- [Dataset extract]
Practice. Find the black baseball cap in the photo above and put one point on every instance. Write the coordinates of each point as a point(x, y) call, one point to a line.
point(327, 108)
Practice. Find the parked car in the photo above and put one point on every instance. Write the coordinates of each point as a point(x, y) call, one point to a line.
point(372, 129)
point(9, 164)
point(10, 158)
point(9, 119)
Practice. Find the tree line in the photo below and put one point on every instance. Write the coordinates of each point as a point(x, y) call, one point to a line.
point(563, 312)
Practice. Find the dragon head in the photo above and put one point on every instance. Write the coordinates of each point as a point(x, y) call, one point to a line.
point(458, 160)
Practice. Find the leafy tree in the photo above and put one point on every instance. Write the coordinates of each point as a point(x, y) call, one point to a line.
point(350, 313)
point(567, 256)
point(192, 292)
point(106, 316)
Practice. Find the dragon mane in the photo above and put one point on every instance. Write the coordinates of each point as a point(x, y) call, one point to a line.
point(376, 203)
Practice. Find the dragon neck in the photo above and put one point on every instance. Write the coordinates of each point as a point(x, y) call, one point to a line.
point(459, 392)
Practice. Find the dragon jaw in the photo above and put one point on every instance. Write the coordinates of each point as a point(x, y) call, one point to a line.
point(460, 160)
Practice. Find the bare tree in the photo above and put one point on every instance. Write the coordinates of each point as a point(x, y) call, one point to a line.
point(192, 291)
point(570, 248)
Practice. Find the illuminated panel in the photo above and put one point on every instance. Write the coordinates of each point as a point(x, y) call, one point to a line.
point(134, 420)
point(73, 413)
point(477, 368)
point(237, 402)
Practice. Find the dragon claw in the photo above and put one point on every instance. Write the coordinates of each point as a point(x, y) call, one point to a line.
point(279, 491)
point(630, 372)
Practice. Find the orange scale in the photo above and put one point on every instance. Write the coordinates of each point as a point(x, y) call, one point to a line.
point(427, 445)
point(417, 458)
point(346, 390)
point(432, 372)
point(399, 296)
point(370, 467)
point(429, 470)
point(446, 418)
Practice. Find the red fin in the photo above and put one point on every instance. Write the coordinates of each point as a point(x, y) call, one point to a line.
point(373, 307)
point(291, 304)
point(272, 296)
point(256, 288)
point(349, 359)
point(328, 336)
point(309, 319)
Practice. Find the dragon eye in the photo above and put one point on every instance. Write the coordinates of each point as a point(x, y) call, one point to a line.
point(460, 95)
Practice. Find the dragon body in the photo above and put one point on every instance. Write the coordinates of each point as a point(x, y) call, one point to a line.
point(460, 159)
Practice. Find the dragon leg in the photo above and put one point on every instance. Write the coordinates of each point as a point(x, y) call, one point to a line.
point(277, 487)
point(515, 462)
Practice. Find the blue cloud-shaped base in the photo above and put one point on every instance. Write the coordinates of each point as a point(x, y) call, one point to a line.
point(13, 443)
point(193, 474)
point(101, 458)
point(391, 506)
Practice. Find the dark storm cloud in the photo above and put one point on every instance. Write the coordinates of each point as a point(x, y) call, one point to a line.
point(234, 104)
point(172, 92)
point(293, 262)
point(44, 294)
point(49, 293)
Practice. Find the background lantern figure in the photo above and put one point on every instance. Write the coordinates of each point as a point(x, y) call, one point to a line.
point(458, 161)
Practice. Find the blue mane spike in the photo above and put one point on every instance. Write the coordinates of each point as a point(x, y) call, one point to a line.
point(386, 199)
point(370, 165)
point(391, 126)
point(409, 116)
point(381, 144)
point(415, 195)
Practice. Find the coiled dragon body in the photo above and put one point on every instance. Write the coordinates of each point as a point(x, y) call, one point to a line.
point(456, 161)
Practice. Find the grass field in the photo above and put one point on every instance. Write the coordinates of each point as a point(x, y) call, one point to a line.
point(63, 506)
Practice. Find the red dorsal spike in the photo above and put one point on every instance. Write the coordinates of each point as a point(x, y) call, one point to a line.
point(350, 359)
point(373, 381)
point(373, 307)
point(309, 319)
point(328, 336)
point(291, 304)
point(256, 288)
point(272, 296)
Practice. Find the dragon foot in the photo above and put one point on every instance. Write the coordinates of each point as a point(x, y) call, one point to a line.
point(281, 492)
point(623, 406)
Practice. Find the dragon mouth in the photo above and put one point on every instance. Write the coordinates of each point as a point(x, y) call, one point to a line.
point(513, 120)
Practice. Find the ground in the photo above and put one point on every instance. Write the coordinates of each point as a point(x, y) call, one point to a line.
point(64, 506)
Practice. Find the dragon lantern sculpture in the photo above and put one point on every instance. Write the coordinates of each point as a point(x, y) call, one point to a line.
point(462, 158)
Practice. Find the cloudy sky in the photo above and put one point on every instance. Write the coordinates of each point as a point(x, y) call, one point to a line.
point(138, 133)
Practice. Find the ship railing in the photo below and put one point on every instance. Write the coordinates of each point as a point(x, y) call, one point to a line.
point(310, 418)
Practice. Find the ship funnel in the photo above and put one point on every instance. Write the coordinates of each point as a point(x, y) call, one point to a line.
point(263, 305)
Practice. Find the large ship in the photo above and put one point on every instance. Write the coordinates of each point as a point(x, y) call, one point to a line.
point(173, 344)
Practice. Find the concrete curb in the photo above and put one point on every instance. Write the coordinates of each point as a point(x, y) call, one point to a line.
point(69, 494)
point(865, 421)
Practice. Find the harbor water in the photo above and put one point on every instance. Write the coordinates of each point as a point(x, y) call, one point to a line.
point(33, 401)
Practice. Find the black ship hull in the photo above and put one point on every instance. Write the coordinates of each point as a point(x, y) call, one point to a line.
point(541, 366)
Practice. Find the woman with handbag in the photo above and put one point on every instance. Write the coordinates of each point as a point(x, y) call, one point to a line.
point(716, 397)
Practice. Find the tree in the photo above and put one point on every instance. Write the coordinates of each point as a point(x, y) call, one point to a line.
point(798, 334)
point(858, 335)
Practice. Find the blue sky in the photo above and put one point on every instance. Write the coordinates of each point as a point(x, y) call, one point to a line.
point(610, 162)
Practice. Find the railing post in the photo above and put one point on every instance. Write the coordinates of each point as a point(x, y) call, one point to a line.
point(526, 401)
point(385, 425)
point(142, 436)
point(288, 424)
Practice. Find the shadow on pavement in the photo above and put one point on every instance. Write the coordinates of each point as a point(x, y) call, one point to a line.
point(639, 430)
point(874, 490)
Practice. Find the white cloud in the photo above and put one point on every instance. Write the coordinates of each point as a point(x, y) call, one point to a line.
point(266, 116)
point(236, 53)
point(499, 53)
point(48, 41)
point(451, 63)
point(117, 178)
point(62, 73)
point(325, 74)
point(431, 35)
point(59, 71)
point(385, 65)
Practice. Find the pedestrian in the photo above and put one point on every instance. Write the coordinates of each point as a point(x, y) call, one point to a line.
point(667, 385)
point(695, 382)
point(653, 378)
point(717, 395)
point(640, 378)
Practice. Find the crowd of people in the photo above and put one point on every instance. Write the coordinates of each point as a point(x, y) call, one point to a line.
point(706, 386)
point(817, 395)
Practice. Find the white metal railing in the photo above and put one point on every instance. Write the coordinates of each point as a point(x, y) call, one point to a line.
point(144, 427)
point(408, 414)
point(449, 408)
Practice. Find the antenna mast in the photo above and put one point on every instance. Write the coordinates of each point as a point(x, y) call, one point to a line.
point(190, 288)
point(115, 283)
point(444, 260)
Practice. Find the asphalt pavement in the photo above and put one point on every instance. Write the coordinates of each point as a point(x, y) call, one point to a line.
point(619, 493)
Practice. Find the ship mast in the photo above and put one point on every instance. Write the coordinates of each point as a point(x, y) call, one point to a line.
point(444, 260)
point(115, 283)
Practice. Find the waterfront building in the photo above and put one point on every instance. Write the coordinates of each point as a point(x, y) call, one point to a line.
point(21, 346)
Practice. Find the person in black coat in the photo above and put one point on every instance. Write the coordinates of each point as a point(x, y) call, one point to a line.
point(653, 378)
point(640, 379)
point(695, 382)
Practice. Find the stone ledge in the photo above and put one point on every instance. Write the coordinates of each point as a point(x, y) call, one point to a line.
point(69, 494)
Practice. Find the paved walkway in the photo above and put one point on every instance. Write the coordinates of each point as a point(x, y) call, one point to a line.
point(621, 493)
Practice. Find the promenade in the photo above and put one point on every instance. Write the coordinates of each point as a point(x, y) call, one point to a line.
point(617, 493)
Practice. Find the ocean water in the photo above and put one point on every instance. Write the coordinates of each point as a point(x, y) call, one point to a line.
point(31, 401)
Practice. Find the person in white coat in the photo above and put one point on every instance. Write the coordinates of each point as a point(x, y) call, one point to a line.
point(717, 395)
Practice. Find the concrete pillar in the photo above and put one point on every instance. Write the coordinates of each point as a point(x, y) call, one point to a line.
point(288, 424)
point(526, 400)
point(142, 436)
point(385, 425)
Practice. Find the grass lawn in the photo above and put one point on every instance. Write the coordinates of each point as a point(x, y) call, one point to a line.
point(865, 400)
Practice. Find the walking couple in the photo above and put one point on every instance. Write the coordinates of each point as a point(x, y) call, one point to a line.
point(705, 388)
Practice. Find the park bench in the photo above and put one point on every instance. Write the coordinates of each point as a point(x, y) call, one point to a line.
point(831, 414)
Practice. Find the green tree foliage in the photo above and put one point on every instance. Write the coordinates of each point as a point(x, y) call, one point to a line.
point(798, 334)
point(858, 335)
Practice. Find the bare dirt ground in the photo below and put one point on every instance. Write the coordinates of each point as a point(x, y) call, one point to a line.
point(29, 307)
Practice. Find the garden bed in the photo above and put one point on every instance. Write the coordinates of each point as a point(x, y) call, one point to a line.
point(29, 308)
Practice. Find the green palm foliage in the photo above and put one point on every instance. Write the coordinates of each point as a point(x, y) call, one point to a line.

- [What the task requires]
Pull out the rows above from the line with "Practice. Find the dragon jaw" up to and including the line with "point(460, 159)", copying each one word for word.

- [Answer to this task]
Practice. Find the dragon jaw in the photo above and put one point on every instance. Write the coordinates of each point as a point(x, y) call, one point to a line.
point(460, 160)
Practice. Find the bare tree in the photo above and put one point on every instance. Write the coordinates of each point as a point(x, y) call, one point to a line.
point(192, 291)
point(570, 248)
Practice. Find the illuminated panel in the photo above and put one point on every instance. Write the coordinates of each point as a point(x, y) call, one point to a line.
point(134, 420)
point(73, 413)
point(477, 368)
point(237, 402)
Practice. Find the dragon claw in the photo above and put one point on every instance. Write the coordinates of each point as a point(x, y) call, one point to a line.
point(279, 491)
point(630, 372)
Practice. Find the orange scale in the photo above and put one point on every instance. Write the coordinates of each point as a point(x, y) call, one point to a line.
point(427, 445)
point(417, 458)
point(346, 390)
point(432, 372)
point(399, 296)
point(370, 467)
point(429, 470)
point(446, 418)
Practice. Find the red fin in the photo above and put one point on every instance. Write the coordinates of each point as a point(x, y) call, one point to a line.
point(373, 307)
point(291, 304)
point(272, 296)
point(256, 288)
point(349, 359)
point(328, 336)
point(309, 319)
Practice. Find the dragon eye in the photo above and put one point on every instance. Write the coordinates of each point as a point(x, y) call, one point to a line.
point(460, 95)
Practice. Find the dragon body in the photo above and put one point on every instance. Write the coordinates of each point as a point(x, y) call, one point to a line.
point(460, 159)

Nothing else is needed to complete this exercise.